● Written tasks:
**1)** Transcribe everything in the TSK schema page from "This page outlines" down to "and child relationship.".
**2)** Answer these questions using the TSK schema page:
(a) In which Autopsy version does this schema version first come into use?
(b) What was the major addition in this release?
(c) Which table tracks used object IDs and maps parent and child relationships?

Revision as of 12:32, 20 November 2017

This page outlines version 7.2 of the TSK database schema. It is used in Autopsy 4.6.0 and beyond. The database is made by using the tsk_loaddb command line tool or the equivalent library-level methods.

The major addition in this release was the addition of communications and account related tables.

Some general notes on this schema:

Every type of data is assigned a unique ID, called the Object ID
Data sources are grouped by devices (to allow a computer or phone to have multiple drives in it)
Data in a disk image has a hierarchy. Images are the root, with volume or file systems below it, followed by volumes and files.
The tsk_objects table is used to keep track of what object IDs have been used and to map the parent and child relationship.

● Data:
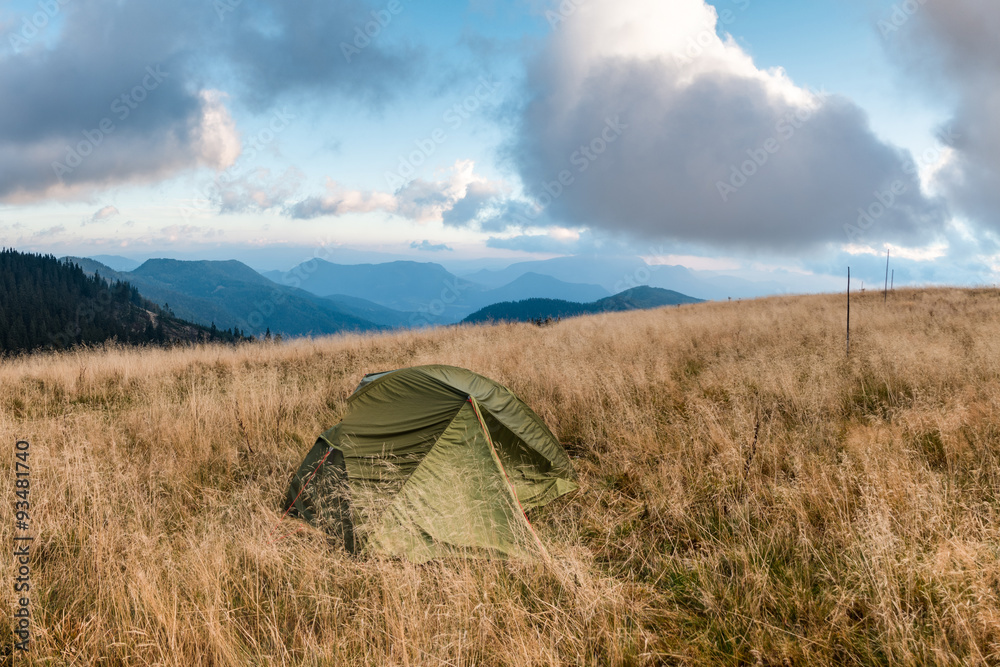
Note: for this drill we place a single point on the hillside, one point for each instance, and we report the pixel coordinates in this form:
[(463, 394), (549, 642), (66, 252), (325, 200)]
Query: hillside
[(637, 298), (749, 495), (231, 294), (48, 304)]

● Written answers:
**1)**
This page outlines version 7.2 of the TSK database schema. It is used in Autopsy 4.6.0 and beyond. The database is made by using the tsk_loaddb command line tool or the equivalent library-level methods.

The major addition in this release was the addition of communications and account related tables.

Some general notes on this schema:

Every type of data is assigned a unique ID, called the Object ID
Data sources are grouped by devices (to allow a computer or phone to have multiple drives in it)
Data in a disk image has a hierarchy. Images are the root, with volume or file systems below it, followed by volumes and files.
The tsk_objects table is used to keep track of what object IDs have been used and to map the parent and child relationship.

**2)**
(a) Autopsy 4.6.0
(b) Communications and account related tables
(c) The tsk_objects table